- **Text provided**:
────────────────────────────────────────
Cover V14, i09
sep2005.tar

Dissecting Virtual Tape Libraries

Bryan J. Smith

For a company that will never have a data loss event, backup is optional. For companies that will experience a data loss event, recovery is not optional. So, invariably, backup of any and all data that may need to be recovered is not optional. Backup strategies are still widely debated, with many beginning to claim tape is a legacy solution that can and should be completely replaced by disk. Keeping recovery clearly in mind, while disk may solve many backup-time issues, disk still has serious environmental, longevity, and portability issues.

The focal point for the debate does not begin with media/medium. Given advancements in both operating system and networking technologies over the past decade, all recovery strategies now basically fall into three main categories:

  • Online -- Transparent solutions such as redundant array of independent disk (RAID) storage and system clustering/failover, as well as the availability of filesystem snapshots.
  • Off-line -- System storage or removable media for both short-term and long-term recovery needs. Traditionally, this is removable tape cartridge and, increasingly, both fixed and removable disk.
  • Remote -- An online variant, mirror data to systems on a remote network (typically over the Internet).

Online recovery is still at the mercy of filesystem corruption, let alone physical disaster, which negates RAID, clustering, and snapshots. Remote backup solves the physical disaster issue, but bandwidth is proportional with cost, which results in most remote backups being only a subset required for nominal operation. So, while both newer online and remote recovery solutions are a welcome supplement to the traditional, off-line recovery procedures, they can only augment off-line recovery, not replace it. This leaves most systems administrators still requiring a traditional backup, typically an off-line media.

Real-Time Tape Backup

Tape cartridge is still the preferred media for traditional backup and for taking data off line. The overwhelming majority of corporate data is still hosted in tape cartridges -- 85% according to a 2004 study by the Enterprise Storage Group. Tape cartridges are portable and fairly long-lasting, at least when compared to magnetic disk (and even most magneto-optical standards), especially fixed disk. These attributes are why tape continues to be the preferred media for off-line storage and recovery, typically in a sole and unified backup strategy.

Legacy experience has resulted in both tape backup products and procedures being built around complete, real-time backup. This is becoming more and more unmanageable due to four compounding issues, as illustrated in Figure 1.

  • Capacity -- Individual disk and total disk capacity deployed now far exceeds even the leading edge of tape or typical tape resources to back it all up. Initial cost of tape is at least one order of magnitude greater than disk.
────────────────────────────────────────
- **Information supplied**:
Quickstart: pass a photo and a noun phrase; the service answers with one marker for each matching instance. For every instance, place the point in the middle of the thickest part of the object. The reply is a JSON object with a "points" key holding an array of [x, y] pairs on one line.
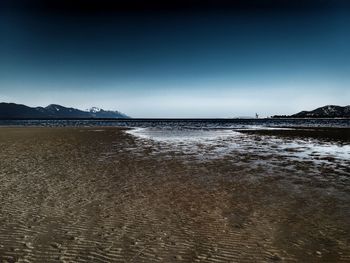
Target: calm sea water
{"points": [[188, 123]]}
────────────────────────────────────────
- **Problems to solve**:
a: According to the article on virtual tape libraries, what share of corporate data is still hosted in tape cartridges?
b: From the article on virtual tape libraries, pull out the passage word for word, starting at the words "Bryan J. Smith" and stopping after "and portability issues.".

- **Task responses**:
a: 85%, according to a 2004 study by the Enterprise Storage Group.

b:
Bryan J. Smith

For a company that will never have a data loss event, backup is optional. For companies that will experience a data loss event, recovery is not optional. So, invariably, backup of any and all data that may need to be recovered is not optional. Backup strategies are still widely debated, with many beginning to claim tape is a legacy solution that can and should be completely replaced by disk. Keeping recovery clearly in mind, while disk may solve many backup-time issues, disk still has serious environmental, longevity, and portability issues.